■ TASK GOAL: Write exactly, with no line omitted or added, the span beginning at the line that holds "Target: boulder" and ending at the last line of the records.

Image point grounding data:
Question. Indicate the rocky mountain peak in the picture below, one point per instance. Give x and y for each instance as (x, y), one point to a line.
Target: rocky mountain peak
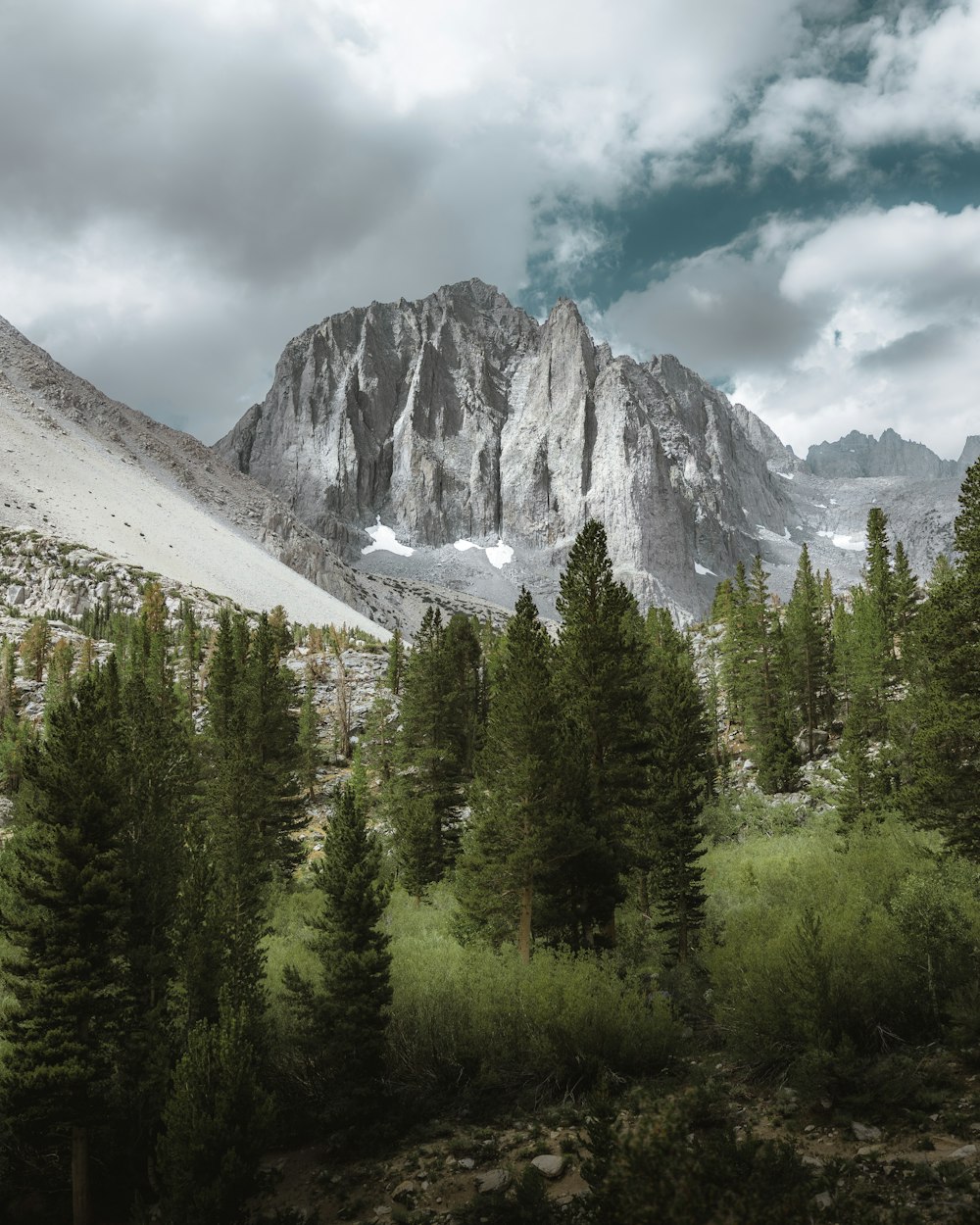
(861, 455)
(459, 416)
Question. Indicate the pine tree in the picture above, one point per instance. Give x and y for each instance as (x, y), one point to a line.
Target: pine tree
(906, 594)
(670, 836)
(215, 1125)
(944, 759)
(441, 713)
(34, 647)
(602, 680)
(8, 672)
(63, 911)
(343, 1013)
(396, 661)
(520, 829)
(808, 650)
(157, 775)
(310, 753)
(764, 697)
(59, 674)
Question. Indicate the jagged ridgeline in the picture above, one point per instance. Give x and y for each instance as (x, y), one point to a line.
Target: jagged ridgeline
(460, 419)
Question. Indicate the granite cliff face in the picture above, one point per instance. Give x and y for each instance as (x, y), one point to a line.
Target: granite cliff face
(461, 417)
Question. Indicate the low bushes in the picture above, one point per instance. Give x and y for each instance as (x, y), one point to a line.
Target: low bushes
(824, 945)
(478, 1019)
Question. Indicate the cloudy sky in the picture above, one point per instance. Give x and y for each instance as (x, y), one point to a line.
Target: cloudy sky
(785, 194)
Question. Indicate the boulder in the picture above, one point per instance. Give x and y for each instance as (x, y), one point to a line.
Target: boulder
(549, 1165)
(493, 1180)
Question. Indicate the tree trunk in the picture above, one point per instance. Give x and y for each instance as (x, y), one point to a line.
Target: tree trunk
(81, 1208)
(523, 935)
(643, 895)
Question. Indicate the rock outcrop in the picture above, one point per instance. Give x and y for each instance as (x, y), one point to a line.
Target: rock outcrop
(861, 455)
(460, 416)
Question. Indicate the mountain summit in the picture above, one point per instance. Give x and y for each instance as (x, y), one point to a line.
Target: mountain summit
(460, 417)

■ WRITTEN REPLY:
Target: boulder
(549, 1165)
(493, 1180)
Question. Indicate the tree trunk in the picture above, one point per instance. Give x and y for each instance as (x, y), one point to a line.
Target: tree trunk
(81, 1208)
(523, 935)
(643, 895)
Question. Indicate the rock outcrop in the picture above, one point per instance. Give x and y for each instance as (x, y), one point to a line.
Target: rock outcrop
(861, 455)
(460, 416)
Question. Indicate the mountain summit in the picture above, one point per instance. Give x and y for each instance as (x, y), one point to a line.
Target: mountain summit
(460, 417)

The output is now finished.